━━ INFORMATION PROVIDED ━━

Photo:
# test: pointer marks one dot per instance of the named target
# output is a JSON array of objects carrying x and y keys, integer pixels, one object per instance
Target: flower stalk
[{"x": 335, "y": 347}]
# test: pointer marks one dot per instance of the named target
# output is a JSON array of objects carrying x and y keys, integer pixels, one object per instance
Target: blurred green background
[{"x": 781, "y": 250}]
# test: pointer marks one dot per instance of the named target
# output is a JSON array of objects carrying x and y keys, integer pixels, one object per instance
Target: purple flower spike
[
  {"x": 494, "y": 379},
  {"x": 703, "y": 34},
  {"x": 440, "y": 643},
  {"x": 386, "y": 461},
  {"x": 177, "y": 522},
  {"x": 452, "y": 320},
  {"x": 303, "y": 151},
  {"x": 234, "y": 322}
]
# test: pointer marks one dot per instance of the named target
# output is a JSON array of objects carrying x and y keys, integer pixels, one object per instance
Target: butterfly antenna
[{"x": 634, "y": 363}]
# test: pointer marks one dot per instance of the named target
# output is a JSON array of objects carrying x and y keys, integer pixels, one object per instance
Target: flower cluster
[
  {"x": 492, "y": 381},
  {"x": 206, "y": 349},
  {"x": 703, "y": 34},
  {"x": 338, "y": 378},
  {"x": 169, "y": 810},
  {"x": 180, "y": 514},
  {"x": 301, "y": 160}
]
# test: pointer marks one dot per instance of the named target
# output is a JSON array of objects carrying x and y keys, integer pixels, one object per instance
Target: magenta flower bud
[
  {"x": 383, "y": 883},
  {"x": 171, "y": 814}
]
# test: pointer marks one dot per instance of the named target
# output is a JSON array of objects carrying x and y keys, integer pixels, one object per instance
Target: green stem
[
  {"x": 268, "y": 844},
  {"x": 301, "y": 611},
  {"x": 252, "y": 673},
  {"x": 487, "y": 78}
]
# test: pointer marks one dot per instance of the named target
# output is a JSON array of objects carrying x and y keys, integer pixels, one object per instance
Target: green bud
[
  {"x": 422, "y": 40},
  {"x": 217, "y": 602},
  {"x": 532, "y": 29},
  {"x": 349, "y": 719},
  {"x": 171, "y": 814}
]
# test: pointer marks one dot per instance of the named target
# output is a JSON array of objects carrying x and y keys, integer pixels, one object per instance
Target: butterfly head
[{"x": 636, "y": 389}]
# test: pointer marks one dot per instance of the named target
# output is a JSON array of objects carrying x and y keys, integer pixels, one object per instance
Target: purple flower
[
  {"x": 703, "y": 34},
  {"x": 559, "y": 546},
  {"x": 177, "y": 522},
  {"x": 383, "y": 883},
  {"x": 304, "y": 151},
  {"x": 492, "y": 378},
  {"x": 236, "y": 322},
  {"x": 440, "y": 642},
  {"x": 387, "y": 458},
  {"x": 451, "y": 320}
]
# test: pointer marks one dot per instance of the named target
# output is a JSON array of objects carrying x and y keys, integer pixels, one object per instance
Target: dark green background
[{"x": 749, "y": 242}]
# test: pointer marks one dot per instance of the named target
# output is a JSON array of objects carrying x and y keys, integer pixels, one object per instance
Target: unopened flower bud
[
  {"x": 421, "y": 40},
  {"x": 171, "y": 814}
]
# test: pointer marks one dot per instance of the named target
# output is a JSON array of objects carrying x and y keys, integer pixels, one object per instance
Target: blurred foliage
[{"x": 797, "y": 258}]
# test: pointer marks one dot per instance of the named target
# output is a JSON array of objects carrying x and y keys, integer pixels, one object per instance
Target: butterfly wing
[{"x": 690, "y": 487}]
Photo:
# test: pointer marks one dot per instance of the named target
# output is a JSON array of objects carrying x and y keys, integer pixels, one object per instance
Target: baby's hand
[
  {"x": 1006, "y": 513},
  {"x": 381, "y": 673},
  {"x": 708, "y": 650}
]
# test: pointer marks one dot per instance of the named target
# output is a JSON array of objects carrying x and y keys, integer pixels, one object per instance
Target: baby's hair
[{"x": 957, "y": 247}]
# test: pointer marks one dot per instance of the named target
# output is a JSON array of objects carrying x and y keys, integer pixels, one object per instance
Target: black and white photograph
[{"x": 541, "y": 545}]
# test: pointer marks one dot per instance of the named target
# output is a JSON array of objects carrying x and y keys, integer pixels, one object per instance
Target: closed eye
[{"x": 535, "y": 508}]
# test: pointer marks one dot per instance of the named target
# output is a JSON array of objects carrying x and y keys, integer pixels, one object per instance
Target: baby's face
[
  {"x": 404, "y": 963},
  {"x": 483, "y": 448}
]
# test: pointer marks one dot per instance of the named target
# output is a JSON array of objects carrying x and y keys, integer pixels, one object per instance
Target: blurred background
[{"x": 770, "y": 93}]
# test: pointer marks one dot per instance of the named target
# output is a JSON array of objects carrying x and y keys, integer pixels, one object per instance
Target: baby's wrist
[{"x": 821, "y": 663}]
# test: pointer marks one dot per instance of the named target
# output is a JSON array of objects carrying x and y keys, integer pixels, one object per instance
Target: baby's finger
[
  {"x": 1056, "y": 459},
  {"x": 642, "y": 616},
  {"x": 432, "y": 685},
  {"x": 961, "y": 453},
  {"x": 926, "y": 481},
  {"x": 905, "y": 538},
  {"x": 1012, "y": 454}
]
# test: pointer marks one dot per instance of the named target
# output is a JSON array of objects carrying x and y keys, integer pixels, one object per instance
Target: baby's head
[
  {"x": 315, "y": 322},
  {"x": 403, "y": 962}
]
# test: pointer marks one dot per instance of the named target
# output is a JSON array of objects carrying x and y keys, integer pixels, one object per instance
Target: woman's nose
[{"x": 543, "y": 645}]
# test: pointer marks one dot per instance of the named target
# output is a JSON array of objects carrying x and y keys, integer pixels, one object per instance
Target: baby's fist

━━━

GIVEN REQUEST: Retype the listing. Match it exactly.

THE SOLUTION:
Photo:
# test: pointer marks one dot per instance of the named target
# output is a JSON array of objects carrying x and y keys, integer pixels, one object per instance
Target: flower stalk
[{"x": 335, "y": 347}]
# test: pointer marks one dot per instance of the named target
# output is a JSON array of objects carrying x and y keys, integer pixels, one object per instance
Target: blurred green background
[{"x": 781, "y": 250}]
# test: pointer marks one dot per instance of the named target
# output is a JSON array of objects carrying x and y keys, integer pixels, one object per instance
Target: purple flower spike
[
  {"x": 494, "y": 379},
  {"x": 703, "y": 34},
  {"x": 440, "y": 643},
  {"x": 386, "y": 461},
  {"x": 177, "y": 522},
  {"x": 452, "y": 320},
  {"x": 303, "y": 151},
  {"x": 234, "y": 322}
]
# test: pointer marks one dot per instance of the named target
# output is a JSON array of objects carrying x and y keys, integer pixels, one object per instance
Target: butterfly antenna
[{"x": 634, "y": 363}]
# test: pointer marks one dot per instance of the named target
# output is a JSON array of objects carrying x and y keys, integer pixels, one object per instance
Target: flower cluster
[
  {"x": 492, "y": 381},
  {"x": 206, "y": 349},
  {"x": 703, "y": 34},
  {"x": 338, "y": 378},
  {"x": 169, "y": 810},
  {"x": 180, "y": 514},
  {"x": 301, "y": 160}
]
# test: pointer marks one dot per instance of the named target
# output is a JSON array of objects carrying x and y keys, integer pixels, one object per instance
Target: magenta flower bud
[
  {"x": 383, "y": 883},
  {"x": 171, "y": 814}
]
# test: pointer marks one dot per instance of the named target
# output is a JSON array of objects carrying x and y keys, integer pixels, one object per instance
Target: green stem
[
  {"x": 268, "y": 844},
  {"x": 301, "y": 611},
  {"x": 252, "y": 673},
  {"x": 487, "y": 78}
]
# test: pointer marks one dot per instance of the named target
# output is a JSON array of objects carrying x and y keys, integer pixels, one object per instance
Target: green bud
[
  {"x": 422, "y": 40},
  {"x": 217, "y": 602},
  {"x": 532, "y": 29},
  {"x": 349, "y": 719},
  {"x": 171, "y": 814}
]
# test: pointer marks one dot per instance of the named target
# output is a JSON array of objects carrying x and y keys, integer pixels, one object per instance
Target: butterfly head
[{"x": 636, "y": 389}]
# test: pointer marks one dot per instance of the named target
# output is a JSON array of objects carrying x and y keys, integer pixels, one object per instance
Target: purple flower
[
  {"x": 703, "y": 34},
  {"x": 559, "y": 546},
  {"x": 177, "y": 522},
  {"x": 383, "y": 883},
  {"x": 304, "y": 151},
  {"x": 492, "y": 378},
  {"x": 236, "y": 322},
  {"x": 440, "y": 642},
  {"x": 387, "y": 458},
  {"x": 451, "y": 320}
]
# test: pointer marks one dot per instance of the named target
# output is a JSON array of objects carrying x and y keys, integer pixels, one object per instance
Target: dark green background
[{"x": 749, "y": 242}]
# test: pointer marks one dot per instance of the named target
# output is a JSON array of objects carrying x and y keys, integer pixels, one object per instance
Target: unopened flower bud
[
  {"x": 421, "y": 40},
  {"x": 171, "y": 814}
]
# test: pointer marks one dot per instance of the named target
# output is a JSON array of objects carrying x and y keys, integer pixels, one object per instance
Target: blurred foliage
[{"x": 797, "y": 258}]
# test: pointer marks one dot per instance of the named target
# output is a JSON array of objects carrying x and y keys, integer pixels, one object per instance
Target: butterfly wing
[{"x": 690, "y": 487}]
Photo:
# test: pointer marks one dot per instance of the named target
# output is a JSON array of objects carrying x and y keys, integer pixels, one object per instance
Target: baby's hand
[
  {"x": 1006, "y": 513},
  {"x": 381, "y": 673},
  {"x": 708, "y": 650}
]
# test: pointer marks one dot per instance of the named target
# output is a JSON array of objects carrying x and y keys, integer pixels, one object per instance
Target: baby's hair
[{"x": 957, "y": 247}]
# test: pointer marks one dot per instance of the named target
# output is a JSON array of objects carrying x and y keys, integer pixels, one object per instance
Target: black and white photograph
[{"x": 541, "y": 545}]
# test: pointer marks one dot per instance of the named target
# output is a JSON array of objects carrying x and y keys, integer pixels, one object per instance
Target: closed eye
[{"x": 535, "y": 508}]
# test: pointer marks one dot per instance of the named target
# output is a JSON array of objects carrying x and y keys, integer pixels, one object per instance
Target: baby's face
[
  {"x": 404, "y": 963},
  {"x": 483, "y": 448}
]
# test: pointer marks one dot per instance of the named target
# output is a JSON array of objects carrying x and y keys, integer pixels, one object per instance
Target: blurred background
[{"x": 770, "y": 93}]
# test: pointer marks one dot per instance of the named target
# output is a JSON array of objects carrying x and y keys, integer pixels, one object per instance
Target: baby's wrist
[{"x": 821, "y": 663}]
# test: pointer marks one dot per instance of the named target
# output is a JSON array of objects carrying x and y keys, integer pixels, one object per instance
Target: baby's finger
[
  {"x": 1056, "y": 459},
  {"x": 642, "y": 616},
  {"x": 432, "y": 685},
  {"x": 961, "y": 453},
  {"x": 926, "y": 481},
  {"x": 905, "y": 538},
  {"x": 1012, "y": 454}
]
# test: pointer marks one dot per instance of the named target
# output is a JSON array of objects carrying x and y keys, integer pixels, one object per instance
Target: baby's head
[
  {"x": 315, "y": 322},
  {"x": 403, "y": 962}
]
# test: pointer marks one dot per instance of the named target
# output is a JSON array of objects carrying x and y keys, integer pixels, one object per instance
Target: woman's nose
[{"x": 543, "y": 645}]
# test: pointer marks one dot per instance of the named target
# output is a JSON array of objects carrying x and y keys, integer pixels, one object per instance
Target: baby's fist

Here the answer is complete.